** begin TEXT SECTION **

# Starting to look like a 70's pontiac graveyard back there



## skapegoat (Nov 5, 2008)

70 Grand Prix model j
72 Luxury lemans
70 Lemans sport
74 formula 400
Now I just need more space for some more junk.


----------



## Instg8ter (Sep 28, 2010)

wish the old lady would let me fill the back 40 with old muscle...lol, Love your avatar Skape, no front clip but the LeMans still wants to run...lol. with all those you should be able to get one together this season.:cheers


----------



## skapegoat (Nov 5, 2008)

Only the ones that are green are Lemans's. The one that makes smoke is a raiii. That day started by my brother doing a burnout with his 03 silverado like he was a bad azz so I couldn't help myself. The GTO is coming together I've been driving it around working out the bugs every time the weather is good.


----------



## Instg8ter (Sep 28, 2010)

Have a Buddy looking to sell a 68' vert here in Michigan, wants 2K or best if your interested. Goats looking good love the 70' body style, alot like my old 69' bird.

** end TEXT SECTION **

### GIVEN PROBLEM
Extend the forum thread about the 1970s Pontiac collection, picking up after its final post. The records that follow are separate material and are not part of the Pontiac forum thread.

** begin DATA EXCERPTS **

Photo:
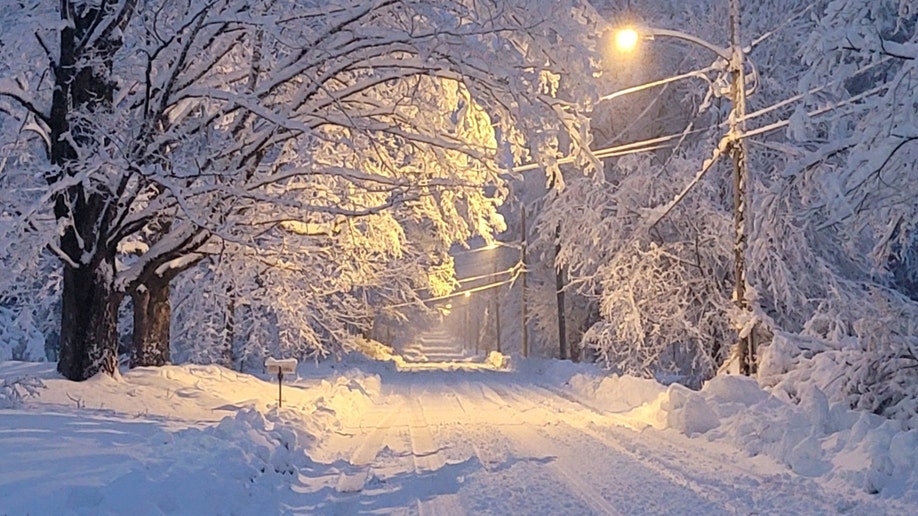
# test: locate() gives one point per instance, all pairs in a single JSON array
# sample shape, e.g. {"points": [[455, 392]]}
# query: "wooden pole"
{"points": [[525, 333], [746, 345]]}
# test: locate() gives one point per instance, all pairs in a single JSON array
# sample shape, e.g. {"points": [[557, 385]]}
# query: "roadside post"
{"points": [[279, 366]]}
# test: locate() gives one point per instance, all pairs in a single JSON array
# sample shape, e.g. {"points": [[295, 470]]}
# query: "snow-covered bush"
{"points": [[14, 391]]}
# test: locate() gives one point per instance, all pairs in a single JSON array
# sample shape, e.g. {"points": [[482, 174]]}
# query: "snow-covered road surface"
{"points": [[483, 443], [367, 437]]}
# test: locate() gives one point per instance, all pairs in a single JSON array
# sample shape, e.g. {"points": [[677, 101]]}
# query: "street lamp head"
{"points": [[626, 39]]}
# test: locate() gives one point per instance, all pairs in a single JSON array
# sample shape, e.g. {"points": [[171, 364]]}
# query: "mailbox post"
{"points": [[279, 366]]}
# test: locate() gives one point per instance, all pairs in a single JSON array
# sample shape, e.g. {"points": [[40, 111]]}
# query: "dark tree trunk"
{"points": [[152, 317], [559, 289], [89, 305], [89, 310], [229, 332]]}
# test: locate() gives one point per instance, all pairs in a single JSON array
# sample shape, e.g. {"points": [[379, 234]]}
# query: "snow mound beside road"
{"points": [[810, 435]]}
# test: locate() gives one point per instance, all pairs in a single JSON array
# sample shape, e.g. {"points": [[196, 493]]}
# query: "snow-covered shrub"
{"points": [[883, 381], [662, 289], [14, 391]]}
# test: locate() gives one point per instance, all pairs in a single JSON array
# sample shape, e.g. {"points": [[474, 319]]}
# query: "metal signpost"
{"points": [[279, 366]]}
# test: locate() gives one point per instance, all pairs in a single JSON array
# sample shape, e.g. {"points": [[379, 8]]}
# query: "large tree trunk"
{"points": [[89, 309], [89, 304], [152, 317]]}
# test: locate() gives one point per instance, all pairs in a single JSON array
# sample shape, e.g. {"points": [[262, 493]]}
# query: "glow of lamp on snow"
{"points": [[626, 40]]}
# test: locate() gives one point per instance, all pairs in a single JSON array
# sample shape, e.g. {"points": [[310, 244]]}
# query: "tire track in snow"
{"points": [[363, 456], [428, 459], [528, 441]]}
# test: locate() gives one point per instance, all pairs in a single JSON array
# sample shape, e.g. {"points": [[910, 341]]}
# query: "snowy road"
{"points": [[438, 438], [482, 443]]}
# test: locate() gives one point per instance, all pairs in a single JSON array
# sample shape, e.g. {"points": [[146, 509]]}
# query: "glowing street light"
{"points": [[626, 40]]}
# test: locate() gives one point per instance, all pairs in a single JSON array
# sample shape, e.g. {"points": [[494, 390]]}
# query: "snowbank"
{"points": [[177, 439], [814, 438]]}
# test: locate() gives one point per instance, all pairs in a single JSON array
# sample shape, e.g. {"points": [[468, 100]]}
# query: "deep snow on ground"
{"points": [[415, 436]]}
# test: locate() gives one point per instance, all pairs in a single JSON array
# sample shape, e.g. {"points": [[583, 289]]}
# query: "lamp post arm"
{"points": [[720, 51], [701, 74]]}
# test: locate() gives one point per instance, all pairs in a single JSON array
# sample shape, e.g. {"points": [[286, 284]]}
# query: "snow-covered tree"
{"points": [[178, 126]]}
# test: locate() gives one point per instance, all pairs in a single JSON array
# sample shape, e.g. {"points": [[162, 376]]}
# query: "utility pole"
{"points": [[559, 289], [746, 344], [525, 334], [495, 298]]}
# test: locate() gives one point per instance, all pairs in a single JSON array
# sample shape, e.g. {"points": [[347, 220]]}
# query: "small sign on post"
{"points": [[279, 366]]}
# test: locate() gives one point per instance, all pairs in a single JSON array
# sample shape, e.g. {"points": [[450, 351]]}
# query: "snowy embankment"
{"points": [[811, 436], [174, 440]]}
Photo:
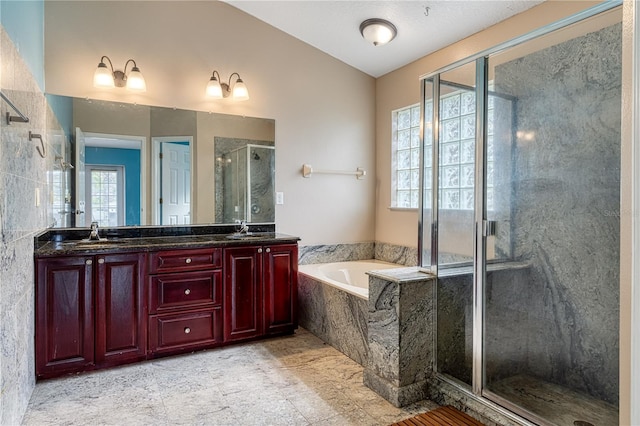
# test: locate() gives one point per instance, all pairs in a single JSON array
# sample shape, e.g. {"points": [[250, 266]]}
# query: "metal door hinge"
{"points": [[488, 228]]}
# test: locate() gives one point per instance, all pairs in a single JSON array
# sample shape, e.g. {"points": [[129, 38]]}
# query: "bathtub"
{"points": [[333, 304], [348, 276]]}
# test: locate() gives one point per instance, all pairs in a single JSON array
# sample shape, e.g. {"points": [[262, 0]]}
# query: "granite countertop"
{"points": [[150, 243]]}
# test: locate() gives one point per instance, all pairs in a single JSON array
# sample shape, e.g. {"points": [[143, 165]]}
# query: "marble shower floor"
{"points": [[293, 380], [556, 404]]}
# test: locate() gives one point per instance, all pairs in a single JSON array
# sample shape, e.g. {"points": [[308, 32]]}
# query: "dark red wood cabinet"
{"points": [[280, 288], [242, 293], [260, 291], [90, 312], [185, 304], [64, 315], [121, 311], [101, 310]]}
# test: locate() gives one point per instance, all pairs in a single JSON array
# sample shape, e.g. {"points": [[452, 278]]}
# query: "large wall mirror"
{"points": [[131, 165]]}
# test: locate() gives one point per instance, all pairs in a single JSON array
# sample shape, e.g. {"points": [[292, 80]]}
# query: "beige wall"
{"points": [[323, 109], [401, 88]]}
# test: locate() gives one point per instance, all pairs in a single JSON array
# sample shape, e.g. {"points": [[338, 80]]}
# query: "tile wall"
{"points": [[23, 173]]}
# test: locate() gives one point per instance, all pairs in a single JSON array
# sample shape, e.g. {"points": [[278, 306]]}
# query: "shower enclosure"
{"points": [[247, 191], [520, 220]]}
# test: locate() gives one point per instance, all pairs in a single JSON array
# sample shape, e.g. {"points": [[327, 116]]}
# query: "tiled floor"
{"points": [[294, 380]]}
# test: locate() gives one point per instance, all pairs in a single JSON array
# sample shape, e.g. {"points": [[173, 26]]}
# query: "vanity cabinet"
{"points": [[97, 310], [185, 300], [90, 312], [260, 291], [280, 288]]}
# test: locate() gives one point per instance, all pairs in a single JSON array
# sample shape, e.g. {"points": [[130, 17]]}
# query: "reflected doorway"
{"points": [[172, 159]]}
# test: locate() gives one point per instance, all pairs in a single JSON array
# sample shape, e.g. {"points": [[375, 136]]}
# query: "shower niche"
{"points": [[521, 188], [244, 176]]}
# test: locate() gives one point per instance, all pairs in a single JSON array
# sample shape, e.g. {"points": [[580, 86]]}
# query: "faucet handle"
{"points": [[94, 231]]}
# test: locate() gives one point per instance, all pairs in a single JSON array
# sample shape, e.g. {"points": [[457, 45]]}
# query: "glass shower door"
{"points": [[456, 222]]}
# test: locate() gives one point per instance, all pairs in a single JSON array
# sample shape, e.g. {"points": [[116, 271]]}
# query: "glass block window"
{"points": [[105, 200], [405, 184], [457, 153]]}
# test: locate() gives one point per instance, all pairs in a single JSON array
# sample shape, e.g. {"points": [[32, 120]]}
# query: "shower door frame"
{"points": [[481, 59]]}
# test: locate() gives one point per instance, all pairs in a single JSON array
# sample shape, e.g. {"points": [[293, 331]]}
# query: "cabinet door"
{"points": [[120, 309], [64, 318], [242, 288], [280, 288]]}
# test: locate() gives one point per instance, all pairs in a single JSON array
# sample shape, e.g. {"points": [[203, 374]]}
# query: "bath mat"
{"points": [[443, 416]]}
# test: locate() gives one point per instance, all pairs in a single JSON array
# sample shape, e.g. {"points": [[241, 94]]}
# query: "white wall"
{"points": [[324, 109]]}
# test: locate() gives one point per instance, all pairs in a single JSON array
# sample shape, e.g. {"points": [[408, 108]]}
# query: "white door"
{"points": [[176, 184], [80, 180]]}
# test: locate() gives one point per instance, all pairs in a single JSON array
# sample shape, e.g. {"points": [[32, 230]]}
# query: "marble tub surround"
{"points": [[293, 380], [400, 334], [392, 253], [335, 316], [327, 253]]}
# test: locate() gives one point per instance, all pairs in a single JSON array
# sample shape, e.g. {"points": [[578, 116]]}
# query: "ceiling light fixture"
{"points": [[217, 90], [105, 77], [378, 31]]}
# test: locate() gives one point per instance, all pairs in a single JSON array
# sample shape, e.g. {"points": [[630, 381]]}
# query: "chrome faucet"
{"points": [[94, 232], [243, 228]]}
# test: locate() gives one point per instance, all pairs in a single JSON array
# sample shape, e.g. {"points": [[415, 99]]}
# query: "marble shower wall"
{"points": [[563, 202], [22, 173]]}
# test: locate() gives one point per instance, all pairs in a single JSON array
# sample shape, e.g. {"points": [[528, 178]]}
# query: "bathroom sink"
{"points": [[90, 243], [247, 236]]}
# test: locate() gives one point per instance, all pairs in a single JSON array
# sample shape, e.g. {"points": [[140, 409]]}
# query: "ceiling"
{"points": [[423, 26]]}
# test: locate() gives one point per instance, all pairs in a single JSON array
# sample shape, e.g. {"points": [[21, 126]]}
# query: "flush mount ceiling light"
{"points": [[378, 31], [105, 77], [217, 90]]}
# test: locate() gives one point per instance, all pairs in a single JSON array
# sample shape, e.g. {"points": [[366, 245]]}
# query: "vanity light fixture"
{"points": [[105, 77], [378, 31], [217, 90]]}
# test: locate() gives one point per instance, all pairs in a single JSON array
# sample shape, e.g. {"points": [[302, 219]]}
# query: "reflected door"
{"points": [[80, 193], [176, 184]]}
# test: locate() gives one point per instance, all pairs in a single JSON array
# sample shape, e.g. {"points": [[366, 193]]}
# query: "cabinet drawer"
{"points": [[169, 333], [185, 260], [185, 290]]}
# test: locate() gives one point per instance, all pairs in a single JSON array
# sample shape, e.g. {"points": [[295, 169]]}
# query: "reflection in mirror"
{"points": [[244, 188], [142, 165]]}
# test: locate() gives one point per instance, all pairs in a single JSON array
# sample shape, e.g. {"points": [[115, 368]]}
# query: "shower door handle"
{"points": [[488, 228]]}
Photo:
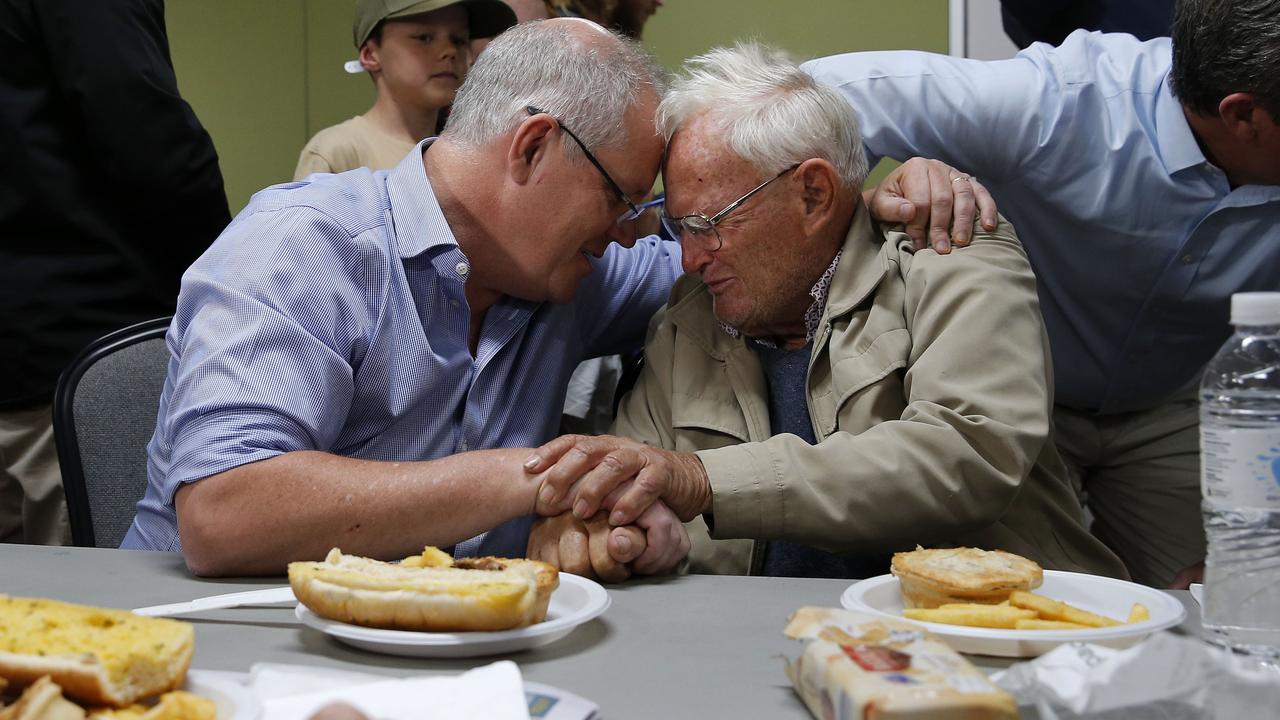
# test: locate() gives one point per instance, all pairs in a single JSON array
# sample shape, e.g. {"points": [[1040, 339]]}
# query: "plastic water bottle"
{"points": [[1240, 481]]}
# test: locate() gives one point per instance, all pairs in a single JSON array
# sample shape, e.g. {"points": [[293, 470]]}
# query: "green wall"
{"points": [[265, 74]]}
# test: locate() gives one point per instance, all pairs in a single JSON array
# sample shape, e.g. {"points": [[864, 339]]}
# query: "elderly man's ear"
{"points": [[821, 192], [529, 145]]}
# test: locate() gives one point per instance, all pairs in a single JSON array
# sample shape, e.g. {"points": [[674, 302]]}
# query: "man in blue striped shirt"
{"points": [[346, 340], [350, 347]]}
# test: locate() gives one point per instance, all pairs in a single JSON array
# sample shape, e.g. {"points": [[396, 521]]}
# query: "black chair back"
{"points": [[104, 414]]}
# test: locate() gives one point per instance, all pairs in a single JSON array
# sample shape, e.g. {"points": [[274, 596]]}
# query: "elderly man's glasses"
{"points": [[632, 209], [702, 229]]}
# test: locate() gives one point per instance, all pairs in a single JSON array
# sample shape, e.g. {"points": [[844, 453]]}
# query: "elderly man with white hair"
{"points": [[817, 395], [359, 356]]}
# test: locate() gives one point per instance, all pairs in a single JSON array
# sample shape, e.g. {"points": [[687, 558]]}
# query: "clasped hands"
{"points": [[613, 506]]}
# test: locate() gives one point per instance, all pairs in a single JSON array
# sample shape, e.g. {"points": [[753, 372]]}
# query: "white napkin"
{"points": [[1165, 677], [493, 691]]}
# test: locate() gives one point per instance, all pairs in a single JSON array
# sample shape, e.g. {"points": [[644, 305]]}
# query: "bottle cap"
{"points": [[1256, 309]]}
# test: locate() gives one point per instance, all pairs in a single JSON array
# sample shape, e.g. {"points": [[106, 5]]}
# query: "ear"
{"points": [[1243, 117], [369, 58], [529, 146], [819, 187]]}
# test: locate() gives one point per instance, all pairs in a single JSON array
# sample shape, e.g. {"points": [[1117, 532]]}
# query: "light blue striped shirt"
{"points": [[330, 315], [1137, 241]]}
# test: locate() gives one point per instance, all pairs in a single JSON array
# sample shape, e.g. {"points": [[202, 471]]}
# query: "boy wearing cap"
{"points": [[417, 55]]}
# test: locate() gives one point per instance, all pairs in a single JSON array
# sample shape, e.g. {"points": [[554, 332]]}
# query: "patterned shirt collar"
{"points": [[812, 317]]}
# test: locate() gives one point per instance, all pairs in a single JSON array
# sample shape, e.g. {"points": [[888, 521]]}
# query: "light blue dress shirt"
{"points": [[330, 315], [1137, 240]]}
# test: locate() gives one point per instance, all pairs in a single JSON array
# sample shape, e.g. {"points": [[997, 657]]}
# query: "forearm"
{"points": [[257, 518]]}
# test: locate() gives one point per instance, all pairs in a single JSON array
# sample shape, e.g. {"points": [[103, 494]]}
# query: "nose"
{"points": [[694, 256], [622, 233]]}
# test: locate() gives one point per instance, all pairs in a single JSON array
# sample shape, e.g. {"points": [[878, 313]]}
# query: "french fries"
{"points": [[970, 614], [1023, 611], [1050, 609], [1048, 625], [1138, 614]]}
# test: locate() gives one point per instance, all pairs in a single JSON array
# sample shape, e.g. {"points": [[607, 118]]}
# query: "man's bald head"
{"points": [[574, 69]]}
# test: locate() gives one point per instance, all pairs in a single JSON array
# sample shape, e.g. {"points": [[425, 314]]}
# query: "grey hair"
{"points": [[1224, 46], [773, 114], [586, 86]]}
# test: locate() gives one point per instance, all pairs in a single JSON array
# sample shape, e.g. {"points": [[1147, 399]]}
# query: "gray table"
{"points": [[698, 646]]}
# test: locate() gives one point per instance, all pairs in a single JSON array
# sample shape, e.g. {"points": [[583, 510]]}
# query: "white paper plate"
{"points": [[1105, 596], [228, 691], [574, 602]]}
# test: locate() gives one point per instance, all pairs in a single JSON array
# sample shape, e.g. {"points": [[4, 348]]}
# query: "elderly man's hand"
{"points": [[935, 201], [588, 473], [581, 547], [594, 548]]}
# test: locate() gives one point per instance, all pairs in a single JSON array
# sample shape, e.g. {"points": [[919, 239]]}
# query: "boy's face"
{"points": [[424, 58]]}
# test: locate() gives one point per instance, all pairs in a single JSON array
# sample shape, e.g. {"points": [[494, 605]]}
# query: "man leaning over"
{"points": [[1144, 182], [817, 392]]}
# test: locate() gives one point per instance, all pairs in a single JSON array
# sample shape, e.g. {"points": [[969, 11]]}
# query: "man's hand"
{"points": [[935, 201], [653, 546], [626, 477], [583, 547], [1184, 578]]}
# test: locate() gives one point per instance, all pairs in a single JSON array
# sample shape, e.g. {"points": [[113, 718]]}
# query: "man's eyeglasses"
{"points": [[702, 228], [632, 209]]}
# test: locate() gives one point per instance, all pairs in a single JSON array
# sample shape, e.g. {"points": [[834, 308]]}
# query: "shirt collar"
{"points": [[812, 317], [1174, 137], [416, 218]]}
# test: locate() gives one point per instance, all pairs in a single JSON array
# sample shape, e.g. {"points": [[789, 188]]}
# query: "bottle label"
{"points": [[1240, 466]]}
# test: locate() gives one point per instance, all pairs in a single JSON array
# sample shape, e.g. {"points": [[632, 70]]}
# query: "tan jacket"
{"points": [[929, 391]]}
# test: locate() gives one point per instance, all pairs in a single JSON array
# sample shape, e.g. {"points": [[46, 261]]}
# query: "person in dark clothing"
{"points": [[109, 190], [1051, 21]]}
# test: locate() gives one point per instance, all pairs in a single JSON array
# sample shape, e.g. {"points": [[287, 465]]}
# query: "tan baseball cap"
{"points": [[485, 17]]}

** end DATA EXCERPTS **

### EXERCISE RESPONSE
68 Lemans pictures by instg8ter - Photobucket


----------



## skapegoat (Nov 5, 2008)

So far I haven't had to pay anything for the junk I've drug home.


----------



## likethat (Oct 5, 2007)

Is that an IH truck back there


----------



## jetstang (Nov 5, 2008)

GTO looks real solid! Where are you at? Cool projects or parts..


----------



## skapegoat (Nov 5, 2008)

We drug the ih truck home as parts for the rat rod. Probably going to get rid of it for room. The picture of the gto looks better then it is. I have a lot of body work ahead of me.


----------



## likethat (Oct 5, 2007)

I have owned a 74 and a 75 Scout II. I like them I wish I never sold them but O well.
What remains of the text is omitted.